List of tasks
A. According to the text on filesystem path lookups, which function does tmpfs in Linux rely on to obtain the inode of a file in a directory?
B. Can you resume the text on filesystem path lookups, writing on from its final sentence?

Extract
◆ ◆ ◆ ◆ ◆
For every filesystem, stat will split up the path into directory components, and walk it down. For instance, for the path /tmp/hashes/the_md5: first /, gets its inode, then looks up tmp inside it, gets that inode (it's a new mountpoint), then gets hashes inode, and finally then the test filename and its inode. You can expect the inodes all the way to /tmp/hashes/ to be cached because they are repeated at each iteration, so those lookups are fast and likely don't require disk access. Each lookup will depend on the filesystem the parent directory is on. After the /tmp/ portion, lookups happen on tmpfs (which is all in memory, except if you ever run out of memory and need to use swap).
tmpfs in linux relies on simple_lookup to obtain the inode of a file in a directory. tmpfs is located under its old name in the tree linux mm/shmem.c . tmpfs, much like ramfs, doesn't seem to be implementing data structures of its own to keep track of virtual data, it simply relies on VFS directory entry caches (under Directory Entry Caches).
Therefore, I suspect the lookup for a file's inode, in a directory, is as simple as a hash table lookup. I'd say that as long as all your temporary files fit in your memory, and you use tmpfs/ramfs, it doesn't matter how many files are there -- it's O(1) lookup each time.
Other filesystems like Ext2/3, however, will incur a penalty linear with the number of files present in the directory.
◆ ◆ ◆ ◆ ◆
Stored data
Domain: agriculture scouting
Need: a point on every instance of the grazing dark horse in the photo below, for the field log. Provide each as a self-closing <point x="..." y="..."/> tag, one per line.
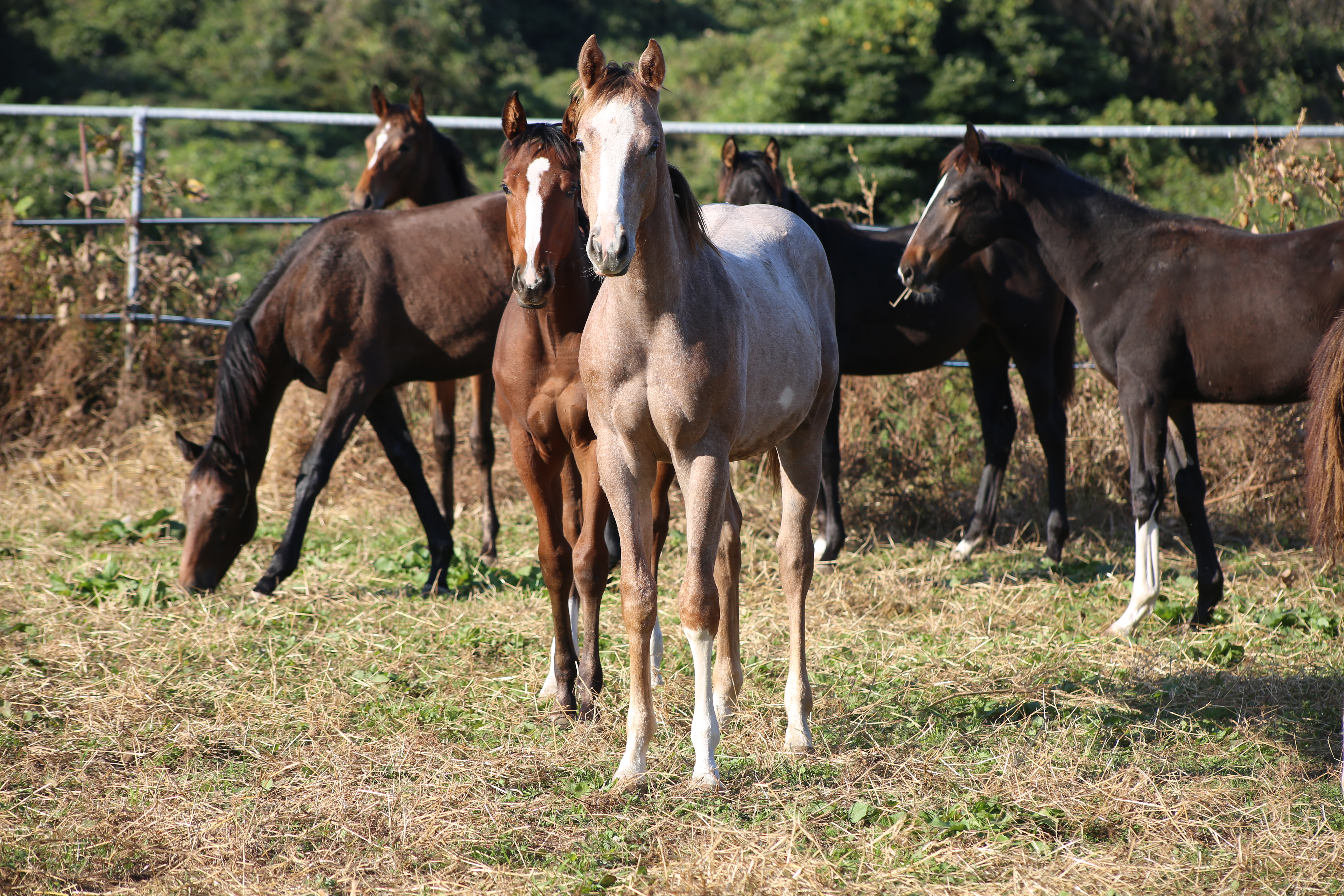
◆ ◆ ◆ ◆ ◆
Final results
A. simple_lookup

B.
storing them in memory
As others have suggested, you may also store MD5s in memory by storing them in bash variables, and avoid the filesystem (and associated syscall) penalties. Storing them on a filesystem has the advantage that you could resume from where you left if you were to interrupt your loop (your md5 could be a symlink to the file whose digest matches, which you could rely on, on subsequent runs), but is slower.
MD5=d41d8cd98f00b204e9800998ecf8427e
let SEEN_${MD5}=1
...
digest=$(md5hash_of <filename>)
let exists=SEEN_$digest
if [[ "$exists" == 1 ]]; then
# already seen this file
fi
faster tests
And you may use [[ -f my_file ]] instead of [ -f my_file ]. The command [[ is a bash built-in, and is much faster than spawning a new process (/usr/bin/[) for each comparison. It will make an even bigger difference.
what is /usr/bin/[
/usr/bin/test and /usr/bin/[ are two different programs, but the source code for [ (lbracket.c) is the same as test.c (again in coreutils):
#define LBRACKET 1
#include "test.c"
so they're interchangeable.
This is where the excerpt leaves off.